Task to carry out
Pick each line that has "below" out of the records.

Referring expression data

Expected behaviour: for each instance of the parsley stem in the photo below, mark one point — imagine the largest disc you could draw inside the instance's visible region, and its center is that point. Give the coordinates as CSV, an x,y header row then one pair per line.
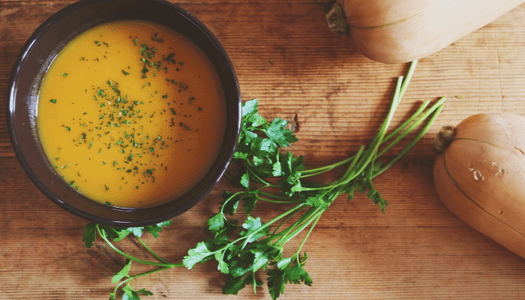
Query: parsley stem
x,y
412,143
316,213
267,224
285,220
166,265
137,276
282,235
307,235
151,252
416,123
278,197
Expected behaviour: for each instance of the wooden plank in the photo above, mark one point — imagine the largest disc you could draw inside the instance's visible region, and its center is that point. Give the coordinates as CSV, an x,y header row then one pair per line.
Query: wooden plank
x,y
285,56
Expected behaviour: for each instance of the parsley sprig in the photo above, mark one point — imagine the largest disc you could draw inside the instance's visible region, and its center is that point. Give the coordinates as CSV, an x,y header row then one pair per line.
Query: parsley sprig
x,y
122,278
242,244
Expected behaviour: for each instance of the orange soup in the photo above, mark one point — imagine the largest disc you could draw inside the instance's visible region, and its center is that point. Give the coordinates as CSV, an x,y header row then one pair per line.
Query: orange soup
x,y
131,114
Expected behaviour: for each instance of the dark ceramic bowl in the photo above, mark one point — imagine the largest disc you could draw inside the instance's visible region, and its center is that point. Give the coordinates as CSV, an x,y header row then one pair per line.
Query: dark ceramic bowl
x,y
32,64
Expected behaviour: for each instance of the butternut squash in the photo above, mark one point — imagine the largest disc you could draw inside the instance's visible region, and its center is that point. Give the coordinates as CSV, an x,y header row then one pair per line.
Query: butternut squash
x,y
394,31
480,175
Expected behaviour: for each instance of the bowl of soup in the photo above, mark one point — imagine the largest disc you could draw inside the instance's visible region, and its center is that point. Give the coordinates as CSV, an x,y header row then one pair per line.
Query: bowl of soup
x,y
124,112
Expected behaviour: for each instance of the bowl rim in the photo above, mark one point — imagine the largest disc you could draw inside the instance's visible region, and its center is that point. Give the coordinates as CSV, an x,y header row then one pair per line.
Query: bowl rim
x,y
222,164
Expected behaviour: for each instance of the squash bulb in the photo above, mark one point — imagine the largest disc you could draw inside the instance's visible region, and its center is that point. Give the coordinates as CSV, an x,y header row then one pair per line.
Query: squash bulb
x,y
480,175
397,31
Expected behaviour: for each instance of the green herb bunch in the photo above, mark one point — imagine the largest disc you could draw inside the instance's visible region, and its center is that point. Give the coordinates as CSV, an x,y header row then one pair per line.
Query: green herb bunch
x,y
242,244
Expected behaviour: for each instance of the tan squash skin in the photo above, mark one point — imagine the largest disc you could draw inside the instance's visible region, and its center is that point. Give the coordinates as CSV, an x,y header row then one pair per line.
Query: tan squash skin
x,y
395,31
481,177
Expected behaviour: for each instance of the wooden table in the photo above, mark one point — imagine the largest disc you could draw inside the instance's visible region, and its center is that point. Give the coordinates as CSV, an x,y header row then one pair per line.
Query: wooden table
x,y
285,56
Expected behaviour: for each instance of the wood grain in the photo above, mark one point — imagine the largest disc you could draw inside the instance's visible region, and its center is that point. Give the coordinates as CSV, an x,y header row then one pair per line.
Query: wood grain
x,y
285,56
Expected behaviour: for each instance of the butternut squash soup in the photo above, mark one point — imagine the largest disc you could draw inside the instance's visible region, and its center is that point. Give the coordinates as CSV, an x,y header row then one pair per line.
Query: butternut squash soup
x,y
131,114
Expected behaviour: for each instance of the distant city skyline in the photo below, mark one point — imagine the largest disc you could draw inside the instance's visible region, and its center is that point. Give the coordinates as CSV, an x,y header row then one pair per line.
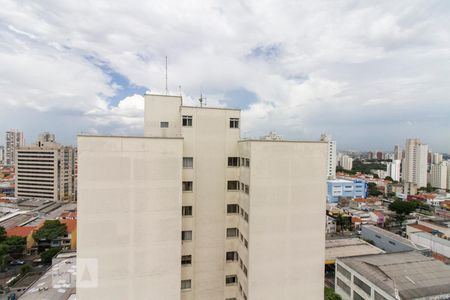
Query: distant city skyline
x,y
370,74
---
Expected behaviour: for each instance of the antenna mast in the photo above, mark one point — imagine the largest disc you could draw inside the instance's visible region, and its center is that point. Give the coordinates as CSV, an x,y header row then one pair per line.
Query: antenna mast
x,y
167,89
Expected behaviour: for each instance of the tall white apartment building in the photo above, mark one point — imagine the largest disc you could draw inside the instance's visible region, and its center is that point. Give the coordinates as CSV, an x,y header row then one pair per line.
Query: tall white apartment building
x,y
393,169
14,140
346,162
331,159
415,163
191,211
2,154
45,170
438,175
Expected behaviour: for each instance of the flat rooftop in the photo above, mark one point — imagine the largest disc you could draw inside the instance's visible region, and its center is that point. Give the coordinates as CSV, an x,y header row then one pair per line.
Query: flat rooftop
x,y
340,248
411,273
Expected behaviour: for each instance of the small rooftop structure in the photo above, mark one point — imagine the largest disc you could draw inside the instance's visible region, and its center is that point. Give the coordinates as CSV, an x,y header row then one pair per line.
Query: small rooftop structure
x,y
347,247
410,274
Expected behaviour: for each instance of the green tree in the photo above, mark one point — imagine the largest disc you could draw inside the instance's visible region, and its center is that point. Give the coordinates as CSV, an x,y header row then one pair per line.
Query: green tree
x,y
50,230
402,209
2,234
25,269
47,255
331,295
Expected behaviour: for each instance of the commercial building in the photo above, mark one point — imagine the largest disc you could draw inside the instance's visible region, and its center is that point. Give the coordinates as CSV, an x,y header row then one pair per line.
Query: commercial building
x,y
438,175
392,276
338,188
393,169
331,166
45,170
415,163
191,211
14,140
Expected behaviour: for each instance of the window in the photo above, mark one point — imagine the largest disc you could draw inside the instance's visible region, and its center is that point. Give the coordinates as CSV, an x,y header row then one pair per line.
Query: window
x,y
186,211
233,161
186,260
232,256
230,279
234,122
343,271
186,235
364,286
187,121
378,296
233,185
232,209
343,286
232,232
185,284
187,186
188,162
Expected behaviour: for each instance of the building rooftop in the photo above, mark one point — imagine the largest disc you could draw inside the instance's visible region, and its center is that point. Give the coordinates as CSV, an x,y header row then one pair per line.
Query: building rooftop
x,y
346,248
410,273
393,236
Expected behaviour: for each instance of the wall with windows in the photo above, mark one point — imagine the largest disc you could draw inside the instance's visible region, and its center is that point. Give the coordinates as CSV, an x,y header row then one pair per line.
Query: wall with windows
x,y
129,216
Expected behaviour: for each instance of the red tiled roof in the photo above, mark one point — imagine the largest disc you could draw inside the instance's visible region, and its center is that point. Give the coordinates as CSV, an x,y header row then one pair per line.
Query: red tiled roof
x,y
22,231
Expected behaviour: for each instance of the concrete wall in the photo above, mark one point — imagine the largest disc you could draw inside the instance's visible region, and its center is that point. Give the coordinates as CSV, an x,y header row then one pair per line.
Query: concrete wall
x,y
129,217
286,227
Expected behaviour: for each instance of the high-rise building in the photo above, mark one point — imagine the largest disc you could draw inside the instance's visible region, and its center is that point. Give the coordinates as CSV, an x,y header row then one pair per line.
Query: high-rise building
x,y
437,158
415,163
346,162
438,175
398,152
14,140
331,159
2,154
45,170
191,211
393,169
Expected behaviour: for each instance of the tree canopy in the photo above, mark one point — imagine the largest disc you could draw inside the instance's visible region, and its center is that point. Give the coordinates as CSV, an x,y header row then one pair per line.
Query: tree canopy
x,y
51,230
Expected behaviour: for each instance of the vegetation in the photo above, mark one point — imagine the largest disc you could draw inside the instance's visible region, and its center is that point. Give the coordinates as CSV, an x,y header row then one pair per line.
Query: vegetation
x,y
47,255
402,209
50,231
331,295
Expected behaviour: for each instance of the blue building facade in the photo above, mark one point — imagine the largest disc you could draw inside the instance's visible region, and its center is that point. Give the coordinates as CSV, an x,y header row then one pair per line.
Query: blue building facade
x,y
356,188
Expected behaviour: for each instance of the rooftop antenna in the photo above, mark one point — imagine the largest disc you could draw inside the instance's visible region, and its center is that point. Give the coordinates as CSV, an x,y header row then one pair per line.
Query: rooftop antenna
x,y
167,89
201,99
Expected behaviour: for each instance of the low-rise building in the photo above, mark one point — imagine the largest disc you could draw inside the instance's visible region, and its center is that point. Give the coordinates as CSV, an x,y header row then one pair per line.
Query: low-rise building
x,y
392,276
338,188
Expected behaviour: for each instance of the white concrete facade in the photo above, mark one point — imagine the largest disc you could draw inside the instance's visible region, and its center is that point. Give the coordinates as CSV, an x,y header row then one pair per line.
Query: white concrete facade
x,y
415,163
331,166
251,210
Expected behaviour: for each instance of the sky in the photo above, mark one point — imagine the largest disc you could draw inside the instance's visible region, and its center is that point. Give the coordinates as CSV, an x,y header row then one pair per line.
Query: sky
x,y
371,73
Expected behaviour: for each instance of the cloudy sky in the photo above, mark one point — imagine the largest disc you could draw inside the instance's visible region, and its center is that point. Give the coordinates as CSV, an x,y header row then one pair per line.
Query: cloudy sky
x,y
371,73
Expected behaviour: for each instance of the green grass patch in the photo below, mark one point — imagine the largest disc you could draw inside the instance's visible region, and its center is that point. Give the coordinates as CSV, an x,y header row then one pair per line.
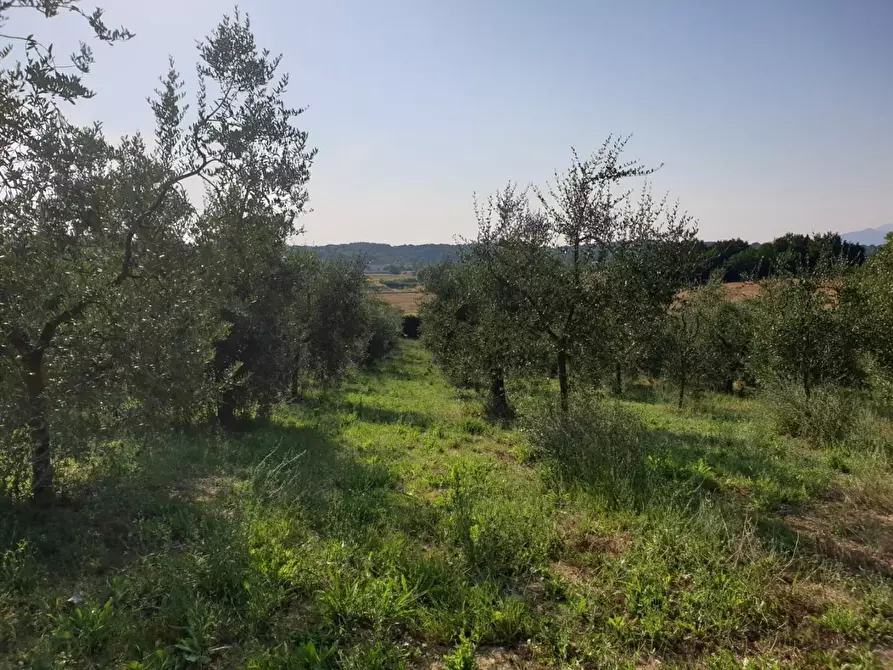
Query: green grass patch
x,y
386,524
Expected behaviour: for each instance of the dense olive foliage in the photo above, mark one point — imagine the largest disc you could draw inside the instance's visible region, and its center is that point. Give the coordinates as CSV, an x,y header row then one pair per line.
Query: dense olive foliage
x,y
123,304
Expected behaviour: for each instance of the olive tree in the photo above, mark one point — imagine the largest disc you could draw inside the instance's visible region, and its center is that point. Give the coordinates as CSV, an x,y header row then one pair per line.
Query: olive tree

Written answer
Expected behaviour: for each instance of the parsley stem in the photo below, mark one point — imagine the largest disc you could draw inside the instance's visible region, and its center is that point. Give the coordinates as CSV, an x,y header row then one pair per line.
Expected behaviour: for each instance of the distant city skyline in the photo below, mark one point — imagine the largest disc you could draw inside the instance's visible region, and its center is that point. Give the coordinates as CSV, an x,y header row then one pair per line.
Expected behaviour: for each instance of the green grass patch in the photo below, mark one point — imagine the largest disc you could draw inside the instance's visible region, and its center is that point. Give the coordinates as CSV, an x,y header row then one pair per line.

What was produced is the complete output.